(TASK TO CARRY OUT): Everything from the line containing "Where can the curved" down to the last line of the entries below must be transcribed exactly, and nothing else.

(PROVIDED RECORDS):
↓↓↓

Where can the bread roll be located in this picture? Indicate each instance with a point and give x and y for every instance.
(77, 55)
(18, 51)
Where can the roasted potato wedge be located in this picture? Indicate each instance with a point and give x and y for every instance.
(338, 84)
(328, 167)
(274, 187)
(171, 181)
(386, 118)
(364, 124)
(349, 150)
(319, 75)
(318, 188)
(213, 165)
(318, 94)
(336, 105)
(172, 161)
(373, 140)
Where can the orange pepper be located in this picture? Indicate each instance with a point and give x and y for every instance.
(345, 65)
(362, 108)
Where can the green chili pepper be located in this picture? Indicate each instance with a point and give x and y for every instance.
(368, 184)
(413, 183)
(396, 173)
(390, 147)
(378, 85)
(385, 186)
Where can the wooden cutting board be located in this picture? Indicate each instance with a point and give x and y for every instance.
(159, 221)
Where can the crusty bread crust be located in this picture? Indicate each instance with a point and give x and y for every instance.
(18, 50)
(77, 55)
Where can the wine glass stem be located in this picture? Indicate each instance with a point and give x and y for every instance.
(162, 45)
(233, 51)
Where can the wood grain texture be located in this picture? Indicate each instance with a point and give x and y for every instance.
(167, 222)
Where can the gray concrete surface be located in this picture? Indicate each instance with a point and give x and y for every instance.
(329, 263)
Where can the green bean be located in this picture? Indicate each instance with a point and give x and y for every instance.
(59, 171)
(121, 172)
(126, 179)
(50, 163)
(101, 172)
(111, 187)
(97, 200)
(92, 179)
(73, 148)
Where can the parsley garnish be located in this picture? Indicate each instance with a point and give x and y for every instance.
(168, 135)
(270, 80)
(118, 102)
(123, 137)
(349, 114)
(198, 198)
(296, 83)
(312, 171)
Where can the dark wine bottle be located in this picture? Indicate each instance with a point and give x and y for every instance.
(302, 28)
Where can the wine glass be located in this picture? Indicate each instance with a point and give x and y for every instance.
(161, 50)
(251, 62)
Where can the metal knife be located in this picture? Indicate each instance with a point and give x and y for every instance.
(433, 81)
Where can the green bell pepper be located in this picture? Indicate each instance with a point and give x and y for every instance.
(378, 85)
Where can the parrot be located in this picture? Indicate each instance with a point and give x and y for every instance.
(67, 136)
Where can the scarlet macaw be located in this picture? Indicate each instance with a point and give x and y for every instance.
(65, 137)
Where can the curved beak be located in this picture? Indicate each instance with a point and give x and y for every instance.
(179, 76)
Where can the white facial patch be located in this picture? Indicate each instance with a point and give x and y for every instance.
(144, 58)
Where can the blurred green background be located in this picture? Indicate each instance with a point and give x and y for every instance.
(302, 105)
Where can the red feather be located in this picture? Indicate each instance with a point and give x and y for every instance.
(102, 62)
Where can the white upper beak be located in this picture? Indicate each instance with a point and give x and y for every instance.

↑↑↑

(COMPLETED EXERCISE):
Where can the curved beak be located in this picture? Indicate each instance with a point and give x and y for every instance.
(179, 76)
Where can the white facial patch be located in this picture? Indicate each instance with a point and give x and y for every instance.
(144, 58)
Where can the blurred green background be located in this picture? Indicate each instance with a point and give x and y for every instance.
(302, 105)
Where can the red feather be located in this picture? Indicate each instance with a point and give x and y for every instance.
(102, 62)
Where can the white upper beak be located in this picture? Indicate each instance with a point and give x and y for every instance.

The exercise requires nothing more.